**YOUR INSTRUCTIONS**
Give back every record below word for word, with the pictures omitted.

──────── ENTRIES SUPPLIED ────────

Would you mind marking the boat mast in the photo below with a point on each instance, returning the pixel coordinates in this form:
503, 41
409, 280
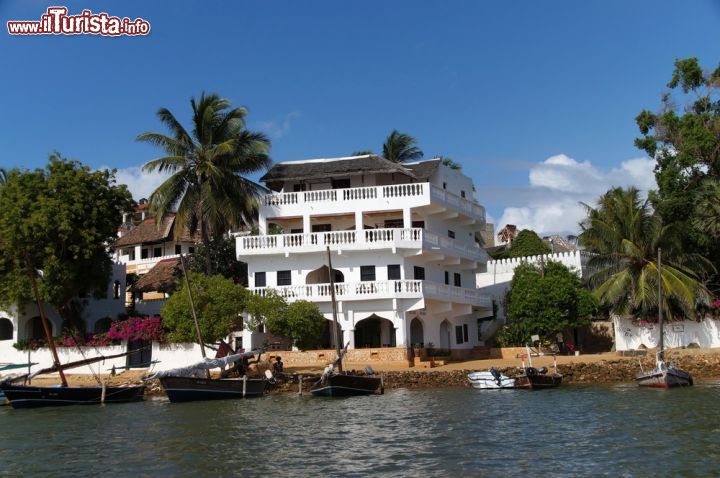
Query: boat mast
661, 352
334, 303
43, 320
192, 307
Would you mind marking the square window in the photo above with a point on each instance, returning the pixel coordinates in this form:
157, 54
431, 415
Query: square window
260, 280
367, 273
284, 278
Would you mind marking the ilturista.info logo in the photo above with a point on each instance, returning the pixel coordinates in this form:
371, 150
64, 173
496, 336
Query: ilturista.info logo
56, 21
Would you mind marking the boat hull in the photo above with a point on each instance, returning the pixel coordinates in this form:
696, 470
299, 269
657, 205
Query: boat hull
21, 396
188, 389
346, 386
487, 381
669, 377
537, 381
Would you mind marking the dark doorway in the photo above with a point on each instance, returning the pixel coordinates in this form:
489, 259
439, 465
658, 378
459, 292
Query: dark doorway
139, 353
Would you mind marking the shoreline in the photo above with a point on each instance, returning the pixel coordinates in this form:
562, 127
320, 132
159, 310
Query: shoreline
601, 368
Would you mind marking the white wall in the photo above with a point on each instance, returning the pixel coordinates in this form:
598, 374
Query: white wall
630, 336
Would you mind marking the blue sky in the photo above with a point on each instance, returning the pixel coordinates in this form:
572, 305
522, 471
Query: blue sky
535, 99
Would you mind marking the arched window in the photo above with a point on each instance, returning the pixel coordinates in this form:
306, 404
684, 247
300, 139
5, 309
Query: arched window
6, 329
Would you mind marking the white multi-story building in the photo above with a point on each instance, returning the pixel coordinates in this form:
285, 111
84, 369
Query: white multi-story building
403, 245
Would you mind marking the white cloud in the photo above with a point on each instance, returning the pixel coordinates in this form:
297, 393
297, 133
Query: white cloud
140, 183
278, 128
558, 185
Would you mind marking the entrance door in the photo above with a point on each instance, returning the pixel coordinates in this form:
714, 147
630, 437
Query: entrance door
140, 353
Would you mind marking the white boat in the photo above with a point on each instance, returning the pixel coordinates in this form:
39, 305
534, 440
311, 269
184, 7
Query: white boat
490, 380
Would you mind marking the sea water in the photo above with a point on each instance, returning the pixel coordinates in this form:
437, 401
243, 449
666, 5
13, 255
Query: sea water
618, 430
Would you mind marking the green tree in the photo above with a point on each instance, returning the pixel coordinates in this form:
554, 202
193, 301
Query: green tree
62, 218
301, 321
527, 243
401, 147
545, 300
624, 234
208, 184
218, 303
684, 138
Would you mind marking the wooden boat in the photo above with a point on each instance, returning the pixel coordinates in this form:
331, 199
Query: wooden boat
26, 396
664, 375
532, 378
537, 378
490, 380
335, 383
184, 385
344, 385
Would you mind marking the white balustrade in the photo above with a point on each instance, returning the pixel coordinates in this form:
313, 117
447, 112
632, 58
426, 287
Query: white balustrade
378, 290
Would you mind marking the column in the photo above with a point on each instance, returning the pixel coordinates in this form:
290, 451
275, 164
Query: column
407, 218
359, 227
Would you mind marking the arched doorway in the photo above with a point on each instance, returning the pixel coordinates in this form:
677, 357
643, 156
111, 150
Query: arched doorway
416, 333
445, 330
374, 331
321, 276
6, 329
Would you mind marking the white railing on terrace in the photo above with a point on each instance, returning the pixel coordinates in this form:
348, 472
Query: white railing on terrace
425, 191
368, 238
379, 290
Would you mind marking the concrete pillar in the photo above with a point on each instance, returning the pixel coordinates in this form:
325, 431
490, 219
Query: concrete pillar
359, 227
407, 218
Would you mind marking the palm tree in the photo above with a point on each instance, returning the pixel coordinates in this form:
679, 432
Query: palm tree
706, 218
207, 185
623, 234
400, 147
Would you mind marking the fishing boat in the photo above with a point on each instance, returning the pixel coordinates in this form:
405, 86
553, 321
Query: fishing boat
186, 385
531, 378
27, 396
491, 379
334, 382
664, 375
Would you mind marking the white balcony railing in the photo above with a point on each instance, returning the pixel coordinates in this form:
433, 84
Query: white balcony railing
374, 197
415, 238
393, 289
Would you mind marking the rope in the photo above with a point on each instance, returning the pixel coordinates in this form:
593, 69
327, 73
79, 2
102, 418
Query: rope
77, 344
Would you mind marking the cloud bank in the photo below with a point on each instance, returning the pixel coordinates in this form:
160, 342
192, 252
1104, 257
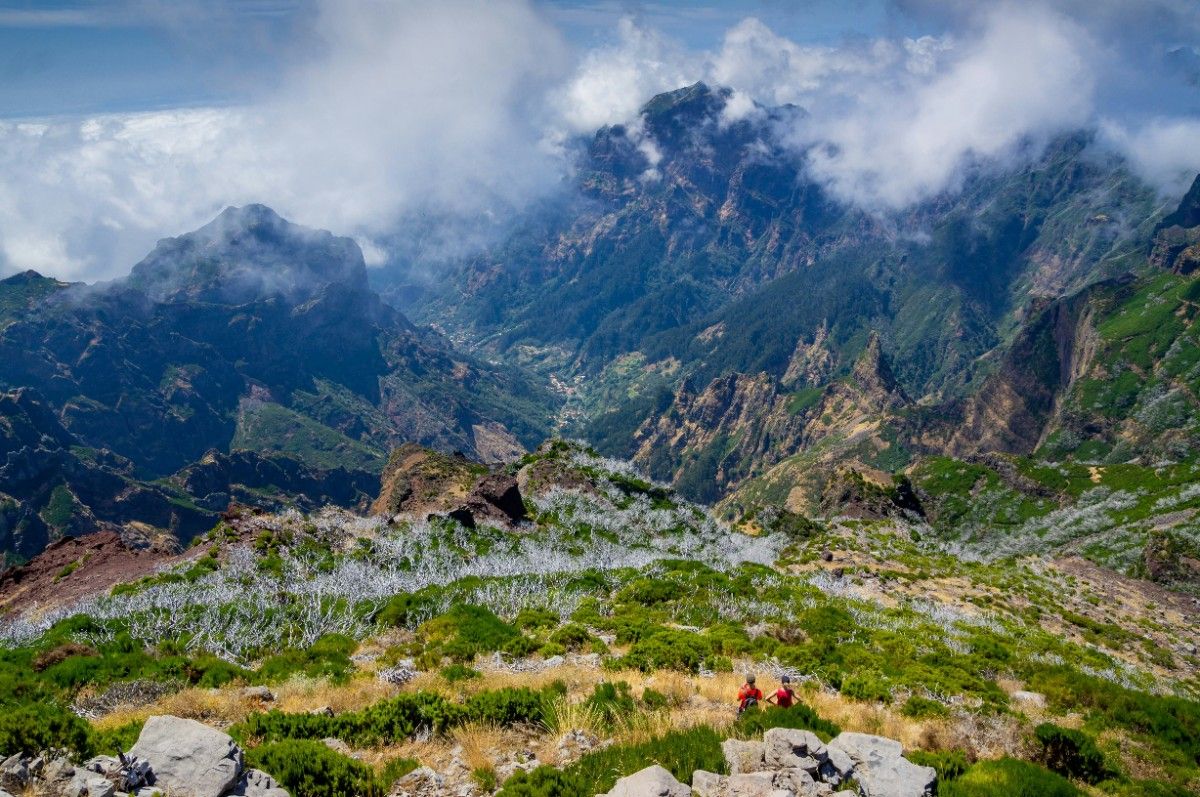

────────

**FINISHED EXERCISE**
Would you mind marking the boat mast in the photo below with a point on each instance, returning the pixel coordinates in this form:
503, 41
409, 280
Query: boat mast
661, 352
334, 303
43, 320
192, 307
Would you mind marking the square window in the photo above with a point on each instance, returning the pixel coordinates in this form:
157, 54
431, 415
Query: square window
260, 280
367, 273
284, 278
Would you mind marking the ilturista.info logo in the photo above with a point on each instance, returning the pixel coordinates in this form:
371, 150
64, 173
496, 336
Query: ilturista.info logo
56, 21
Would you mind marking the boat hull in the photo above with a point on each instance, returning the pixel coordinates in this form:
696, 470
299, 269
657, 205
Query: boat hull
21, 396
188, 389
346, 386
487, 381
669, 377
537, 381
Would you mind marking the dark doorway in the photo above with a point on each instance, returning the pixel coordinates in this form:
489, 259
439, 465
658, 378
459, 292
Query: dark doorway
139, 353
Would you mind marking the shoreline in the photo above with a point on each instance, returning the pixel coordinates in this form:
562, 127
320, 132
159, 310
Query: shoreline
601, 368
Would you mind marking the white wall in the photo above with a point on each instance, returning the pixel coordinates in this form:
598, 374
Query: white wall
630, 336
Would you mind marking the blue sky in the photo above with a point on each instance, returning the pixel coordinates in this form:
572, 305
522, 471
Query: blue sky
535, 99
Would you mind marking the arched window in the photo above with a point on each instance, returning the pixel coordinates in this form:
306, 404
684, 247
300, 139
5, 309
Query: arched window
6, 329
Would you mind marking the white multi-story building in the photo above with a point on each instance, returning the pixel coordinates in this form:
285, 111
84, 369
Query: white multi-story building
403, 245
Would you mind marking the white cloud in the photo above with a point on each instance, returning the pixel coordinates in this form:
297, 393
297, 133
Query: white cloud
140, 183
278, 128
558, 185
Would you mind marking the entrance door in the photo above with a point on each instance, returning the pixel coordinates in this form:
714, 147
630, 437
Query: entrance door
140, 353
Would you mind marking the white boat in the photo above with a point on each instance, returning the pixel coordinates in this form:
39, 305
534, 440
311, 269
184, 7
Query: white boat
490, 380
Would you mind marking the sea water in the photo above with a point on each instance, returning the pixel coordinates in this form:
437, 401
243, 449
666, 5
13, 255
Query: sea water
618, 430
Would you mind marking the green tree in the photo above with a point on each instance, returning the pixel coordinates in this form:
554, 202
193, 301
Query: green tree
62, 218
301, 321
527, 243
401, 147
545, 300
624, 234
208, 184
218, 303
684, 138
Would you mind marking the wooden boat in the photo above with a point on each instance, returning the pixel coordinates in this form:
331, 199
Query: wooden boat
26, 396
664, 375
532, 378
537, 378
490, 380
335, 383
184, 385
344, 385
Would you mind marking the white balustrade in the photo above with a point on each instance, returning the pixel coordinates in this form:
313, 117
447, 112
632, 58
426, 287
Query: white balustrade
378, 290
Would you mind marking the column in the photo above with a point on each instance, returning the pixel coordinates in this form:
290, 451
275, 164
Query: column
407, 218
359, 227
Would you mind marking the arched doorway in the photo above with a point on each instance, returning the pixel coordinates in this form:
677, 357
643, 156
111, 150
Query: arched doorway
416, 333
445, 330
374, 331
321, 276
6, 329
Would you mind marking the white railing on terrace in the photo above with a point on each instance, returning the pixel coordinates in this form:
348, 472
Query: white railing on terrace
425, 191
368, 238
379, 290
Would you mind marking the concrete pillar in the photo above with a point on each instance, returning the pixel coordinates in this form:
325, 431
490, 219
Query: concrete pillar
359, 227
407, 218
Would you mind marking the palm tree in the photo above with a point on each instance, returning the pixel coordinates in this form:
679, 432
Query: palm tree
706, 218
207, 185
623, 234
400, 147
Would you mind marking the fishing boat in the photo above with a point on each instance, returning the pixel coordinates in this form:
405, 86
553, 321
Query: fishing boat
186, 385
531, 378
27, 396
491, 379
334, 382
664, 375
Would you mind marking the white balcony railing in the photo above with a point on each instance, returning the pixel coordinates in this form:
433, 84
Query: white balcony railing
374, 197
415, 238
393, 289
Would you mind marking the rope in the photo above with a point on each instance, returning the pixel coordinates in this form:
593, 69
327, 73
79, 2
102, 418
Query: rope
77, 344
Would you mind marking the cloud bank in the photo below with a point on each instance, returning the pixel coordinates in this form:
160, 342
192, 252
1104, 257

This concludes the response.